STATED EXERCISE:
Can you quote the items below word for word, from the line with "Where can you see the car" up to and including the line with "[[261, 261]]", leaving any pictures out of your answer?

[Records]
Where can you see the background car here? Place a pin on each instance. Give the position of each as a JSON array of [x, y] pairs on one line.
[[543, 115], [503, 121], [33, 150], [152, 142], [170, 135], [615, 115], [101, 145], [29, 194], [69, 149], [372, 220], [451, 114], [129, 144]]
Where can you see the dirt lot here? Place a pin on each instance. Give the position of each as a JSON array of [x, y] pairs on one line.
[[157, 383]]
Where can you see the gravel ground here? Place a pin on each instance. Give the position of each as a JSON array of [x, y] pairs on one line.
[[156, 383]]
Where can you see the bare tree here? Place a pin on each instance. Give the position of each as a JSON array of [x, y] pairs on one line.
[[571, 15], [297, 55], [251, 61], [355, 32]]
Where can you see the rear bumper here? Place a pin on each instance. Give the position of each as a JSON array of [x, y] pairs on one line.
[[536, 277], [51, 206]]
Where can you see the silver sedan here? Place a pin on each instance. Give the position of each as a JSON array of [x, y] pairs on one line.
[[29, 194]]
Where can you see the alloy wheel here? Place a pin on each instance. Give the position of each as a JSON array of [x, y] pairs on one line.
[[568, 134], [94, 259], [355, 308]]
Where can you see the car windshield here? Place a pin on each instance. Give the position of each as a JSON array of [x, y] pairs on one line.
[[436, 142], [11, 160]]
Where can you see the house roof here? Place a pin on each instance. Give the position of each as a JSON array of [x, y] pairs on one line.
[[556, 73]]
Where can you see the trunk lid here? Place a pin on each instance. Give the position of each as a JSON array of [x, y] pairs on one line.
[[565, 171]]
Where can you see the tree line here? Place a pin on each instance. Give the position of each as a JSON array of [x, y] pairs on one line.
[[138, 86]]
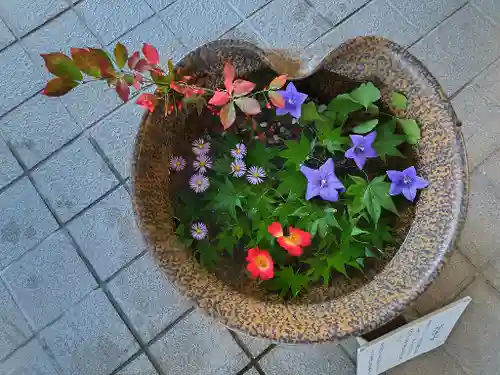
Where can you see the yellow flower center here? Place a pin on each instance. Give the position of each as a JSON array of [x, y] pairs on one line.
[[261, 261]]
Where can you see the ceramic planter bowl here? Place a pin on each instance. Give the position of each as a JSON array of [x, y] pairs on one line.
[[347, 307]]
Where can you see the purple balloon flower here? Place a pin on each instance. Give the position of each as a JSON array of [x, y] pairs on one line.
[[293, 101], [406, 182], [362, 148], [322, 182]]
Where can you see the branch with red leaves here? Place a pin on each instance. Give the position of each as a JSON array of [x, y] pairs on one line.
[[123, 72]]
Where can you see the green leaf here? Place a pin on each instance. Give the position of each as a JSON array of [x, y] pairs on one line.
[[59, 86], [286, 280], [398, 101], [296, 152], [62, 66], [411, 130], [387, 141], [227, 199], [366, 94], [330, 137], [365, 127], [294, 183], [377, 196], [309, 112], [121, 55]]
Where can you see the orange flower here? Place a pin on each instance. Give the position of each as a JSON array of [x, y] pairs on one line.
[[292, 243], [260, 264]]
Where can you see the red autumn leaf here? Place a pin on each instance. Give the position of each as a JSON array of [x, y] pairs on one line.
[[249, 106], [278, 82], [143, 66], [276, 99], [229, 75], [227, 115], [219, 98], [242, 87], [147, 101], [122, 89], [121, 55], [86, 61], [62, 66], [133, 60], [151, 54], [59, 86], [138, 80]]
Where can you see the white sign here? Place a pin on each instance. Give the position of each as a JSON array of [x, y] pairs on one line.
[[409, 341]]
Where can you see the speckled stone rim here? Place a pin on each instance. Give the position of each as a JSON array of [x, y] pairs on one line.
[[440, 211]]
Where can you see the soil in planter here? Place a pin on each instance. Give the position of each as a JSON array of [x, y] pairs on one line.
[[262, 135]]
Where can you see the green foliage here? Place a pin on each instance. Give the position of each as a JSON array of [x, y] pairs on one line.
[[365, 127], [296, 152]]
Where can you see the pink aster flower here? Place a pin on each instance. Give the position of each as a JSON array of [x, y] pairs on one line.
[[177, 163], [199, 231], [199, 183], [238, 168], [201, 147], [239, 151], [256, 175], [202, 163]]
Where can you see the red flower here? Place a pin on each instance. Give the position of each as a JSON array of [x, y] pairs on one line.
[[292, 243], [147, 101], [260, 264]]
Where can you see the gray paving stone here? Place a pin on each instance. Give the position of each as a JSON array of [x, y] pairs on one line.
[[312, 359], [489, 82], [14, 329], [139, 366], [247, 7], [116, 133], [24, 15], [49, 279], [244, 31], [107, 233], [188, 20], [490, 7], [254, 344], [459, 48], [480, 238], [90, 339], [147, 297], [478, 112], [435, 362], [90, 102], [196, 346], [38, 127], [20, 78], [154, 32], [24, 222], [9, 167], [29, 360], [377, 18], [456, 275], [59, 35], [6, 36], [73, 178], [337, 11], [427, 14], [475, 341], [293, 29], [110, 21], [158, 5]]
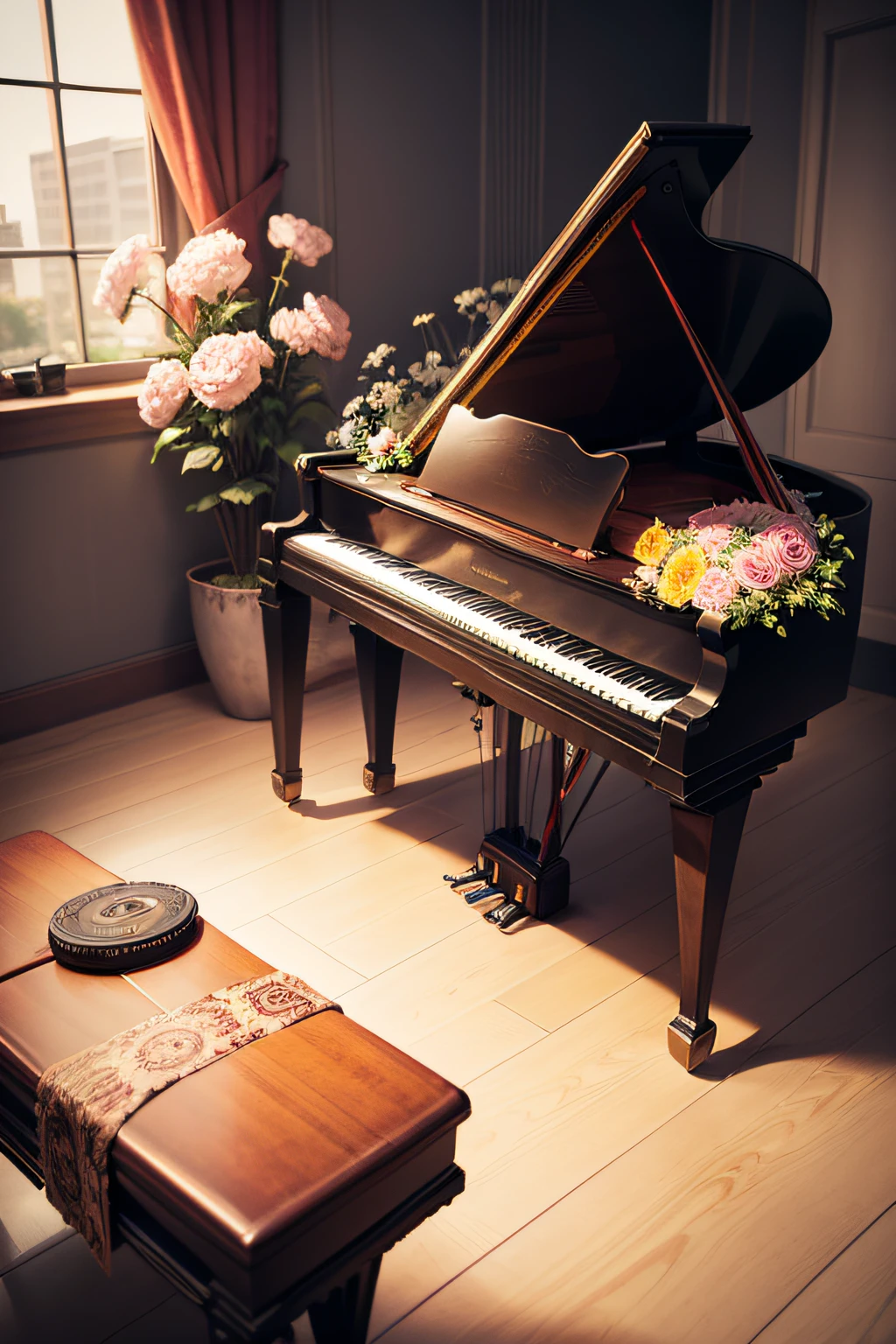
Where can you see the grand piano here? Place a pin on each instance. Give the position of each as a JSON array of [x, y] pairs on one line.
[[508, 547]]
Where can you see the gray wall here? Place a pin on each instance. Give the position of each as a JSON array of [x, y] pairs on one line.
[[402, 150], [93, 550]]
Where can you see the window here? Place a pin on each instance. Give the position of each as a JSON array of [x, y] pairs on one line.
[[75, 180]]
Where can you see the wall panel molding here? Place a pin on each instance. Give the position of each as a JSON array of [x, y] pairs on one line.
[[514, 82]]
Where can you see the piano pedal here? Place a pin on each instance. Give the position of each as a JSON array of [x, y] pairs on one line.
[[507, 917], [485, 898]]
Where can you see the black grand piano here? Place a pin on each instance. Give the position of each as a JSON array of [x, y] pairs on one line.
[[552, 448]]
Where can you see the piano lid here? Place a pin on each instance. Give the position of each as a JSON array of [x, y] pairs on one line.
[[592, 346]]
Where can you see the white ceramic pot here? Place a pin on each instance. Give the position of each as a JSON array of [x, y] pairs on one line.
[[231, 644]]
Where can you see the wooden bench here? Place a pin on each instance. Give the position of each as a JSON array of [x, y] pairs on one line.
[[263, 1186]]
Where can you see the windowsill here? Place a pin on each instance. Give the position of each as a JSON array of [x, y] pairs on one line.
[[105, 410]]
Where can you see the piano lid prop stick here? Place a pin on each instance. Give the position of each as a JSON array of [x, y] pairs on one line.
[[770, 488]]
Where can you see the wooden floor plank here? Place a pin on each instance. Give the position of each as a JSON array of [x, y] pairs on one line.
[[850, 1301], [708, 1226]]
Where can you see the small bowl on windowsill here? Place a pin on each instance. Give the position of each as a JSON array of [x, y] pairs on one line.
[[45, 378]]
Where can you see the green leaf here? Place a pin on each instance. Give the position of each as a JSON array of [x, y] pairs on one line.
[[203, 504], [245, 491], [202, 456], [167, 437]]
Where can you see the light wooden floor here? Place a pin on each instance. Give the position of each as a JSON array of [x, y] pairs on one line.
[[610, 1196]]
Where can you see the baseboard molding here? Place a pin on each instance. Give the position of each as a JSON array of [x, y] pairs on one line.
[[50, 704], [875, 667]]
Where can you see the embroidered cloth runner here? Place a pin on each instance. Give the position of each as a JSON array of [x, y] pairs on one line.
[[83, 1101]]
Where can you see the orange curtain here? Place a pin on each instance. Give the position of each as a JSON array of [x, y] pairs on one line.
[[208, 70]]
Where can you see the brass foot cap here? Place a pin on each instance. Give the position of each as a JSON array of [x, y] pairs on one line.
[[379, 781], [286, 787], [690, 1045]]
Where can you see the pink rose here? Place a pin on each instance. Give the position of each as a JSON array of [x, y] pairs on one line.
[[793, 547], [757, 564], [226, 370], [717, 591], [331, 326], [306, 242], [208, 263], [121, 273], [383, 443], [164, 393], [713, 539], [294, 327]]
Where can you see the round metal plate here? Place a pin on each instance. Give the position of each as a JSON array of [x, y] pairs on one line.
[[124, 927]]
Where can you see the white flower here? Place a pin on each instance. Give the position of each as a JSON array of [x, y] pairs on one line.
[[378, 356], [383, 396]]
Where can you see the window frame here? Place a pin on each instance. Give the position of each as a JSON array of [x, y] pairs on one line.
[[55, 87]]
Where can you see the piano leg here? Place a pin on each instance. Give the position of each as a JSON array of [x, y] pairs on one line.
[[379, 675], [286, 617], [705, 847]]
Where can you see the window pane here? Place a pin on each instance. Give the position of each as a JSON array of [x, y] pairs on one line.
[[30, 188], [22, 46], [144, 330], [38, 311], [108, 167], [94, 43]]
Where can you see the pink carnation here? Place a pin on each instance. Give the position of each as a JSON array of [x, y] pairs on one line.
[[226, 370], [757, 564], [717, 591], [208, 263], [713, 539], [383, 443], [121, 273], [164, 393], [294, 327], [306, 242], [331, 326], [792, 546]]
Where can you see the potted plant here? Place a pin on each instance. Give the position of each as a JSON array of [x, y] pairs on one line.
[[240, 396]]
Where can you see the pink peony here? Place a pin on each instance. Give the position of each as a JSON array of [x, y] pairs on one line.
[[379, 445], [331, 326], [306, 242], [757, 564], [164, 393], [793, 547], [226, 370], [208, 263], [717, 591], [294, 327], [121, 273], [713, 539]]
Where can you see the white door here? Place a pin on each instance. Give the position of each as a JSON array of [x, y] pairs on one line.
[[844, 411]]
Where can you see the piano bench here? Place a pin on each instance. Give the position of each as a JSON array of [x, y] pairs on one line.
[[263, 1186]]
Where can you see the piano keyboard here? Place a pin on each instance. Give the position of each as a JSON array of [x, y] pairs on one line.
[[629, 686]]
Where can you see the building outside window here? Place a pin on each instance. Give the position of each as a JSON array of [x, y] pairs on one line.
[[75, 180]]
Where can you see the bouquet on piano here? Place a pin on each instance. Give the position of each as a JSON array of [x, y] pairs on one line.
[[241, 390], [375, 420], [750, 562]]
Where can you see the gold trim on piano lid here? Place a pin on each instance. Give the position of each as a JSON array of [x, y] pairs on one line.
[[488, 356]]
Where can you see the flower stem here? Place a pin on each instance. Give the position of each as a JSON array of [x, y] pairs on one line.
[[278, 280], [283, 373], [141, 293]]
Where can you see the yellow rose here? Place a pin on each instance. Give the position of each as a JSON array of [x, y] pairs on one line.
[[682, 576], [653, 544]]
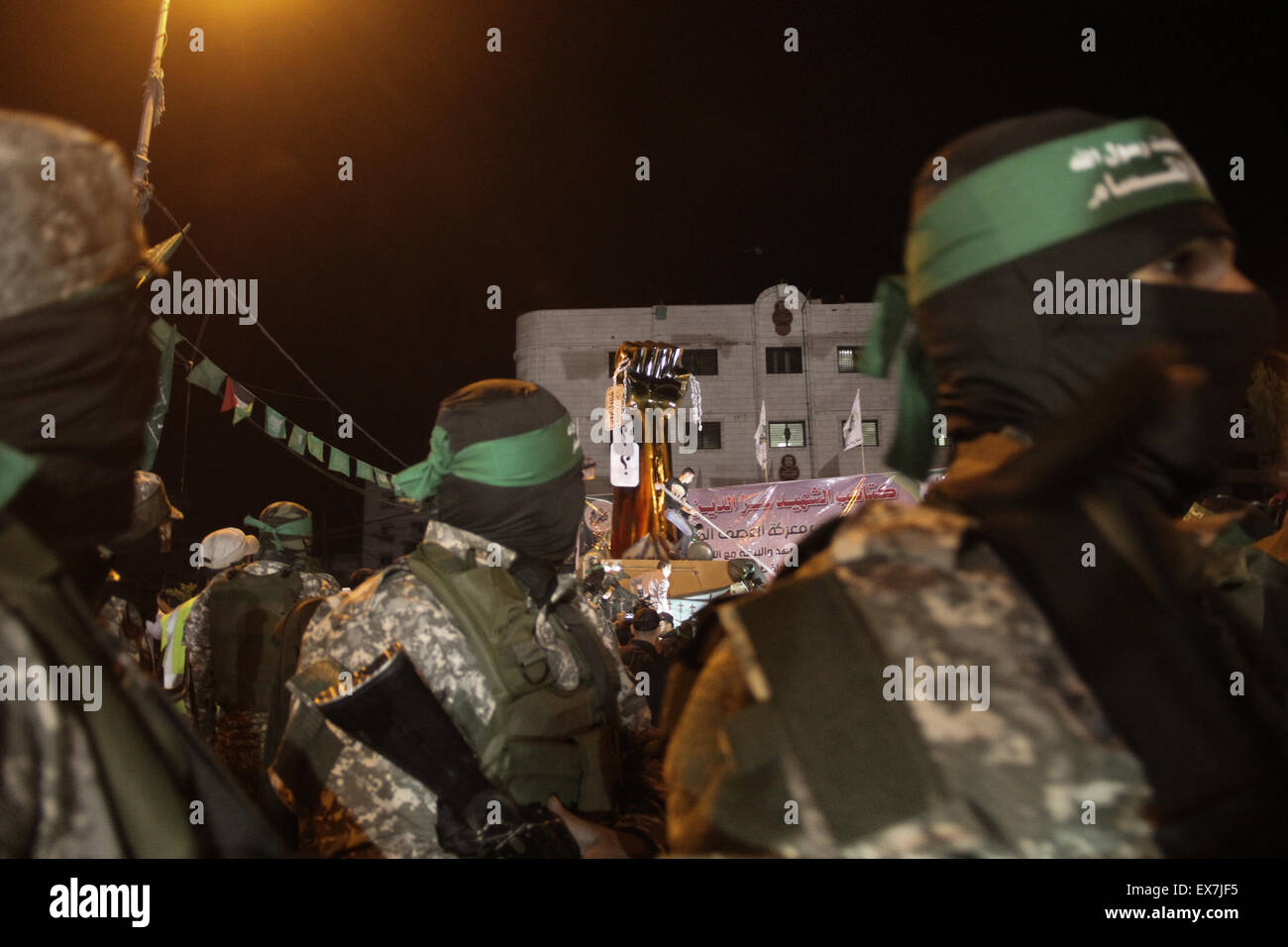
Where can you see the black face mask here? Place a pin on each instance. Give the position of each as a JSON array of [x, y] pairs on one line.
[[142, 565], [537, 522]]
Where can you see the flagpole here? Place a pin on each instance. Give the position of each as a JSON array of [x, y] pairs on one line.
[[154, 106]]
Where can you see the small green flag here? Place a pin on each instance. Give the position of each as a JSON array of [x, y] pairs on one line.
[[207, 375], [339, 462], [16, 470], [273, 423]]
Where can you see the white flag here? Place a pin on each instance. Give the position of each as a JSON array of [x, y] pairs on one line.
[[853, 428], [763, 438]]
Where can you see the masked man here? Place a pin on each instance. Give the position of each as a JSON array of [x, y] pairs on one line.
[[232, 648], [95, 762], [1029, 661]]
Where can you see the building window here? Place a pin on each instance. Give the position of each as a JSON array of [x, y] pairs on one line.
[[784, 360], [787, 433], [848, 359], [700, 361], [871, 433]]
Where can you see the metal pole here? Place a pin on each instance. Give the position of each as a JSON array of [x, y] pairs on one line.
[[154, 107]]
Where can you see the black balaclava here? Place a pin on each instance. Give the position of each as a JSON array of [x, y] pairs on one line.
[[75, 359], [537, 521], [999, 364]]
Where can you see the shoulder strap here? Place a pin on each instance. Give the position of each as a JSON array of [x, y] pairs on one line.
[[605, 682]]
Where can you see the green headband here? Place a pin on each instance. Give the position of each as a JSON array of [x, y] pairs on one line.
[[1006, 210], [292, 530], [519, 460], [1044, 195], [16, 470]]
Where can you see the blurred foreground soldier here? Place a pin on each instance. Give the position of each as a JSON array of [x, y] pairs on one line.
[[220, 551], [1029, 663], [445, 703], [138, 573], [95, 763], [231, 641]]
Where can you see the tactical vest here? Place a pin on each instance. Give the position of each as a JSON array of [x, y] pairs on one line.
[[820, 729], [245, 643], [539, 741]]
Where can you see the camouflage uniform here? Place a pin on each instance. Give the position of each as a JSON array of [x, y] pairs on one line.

ANSWER TO THIS TASK:
Where can you see the car windshield here? Place a pin on each instance. Give the position of each as a JSON array of [x, y] pairs on one line.
[[436, 142], [11, 160]]
Where can you see the house roof here? Place a pin on each instance. Give the position of each as a JSON array of [x, y] pairs on one line.
[[556, 73]]
Where can you see the trunk lid here? Place a pin on each instance. Give the position of each as a JSON array of [x, y] pairs on one line.
[[565, 171]]
Where can you see the tree line here? Place a pin on each instance. Give the position of each as a JSON array of [x, y] pairs on one line.
[[138, 86]]
Where can you see the yellow flower center here? Place a pin on each instance. Give the position of each as a JSON array of [x, y] pairs on one line.
[[261, 261]]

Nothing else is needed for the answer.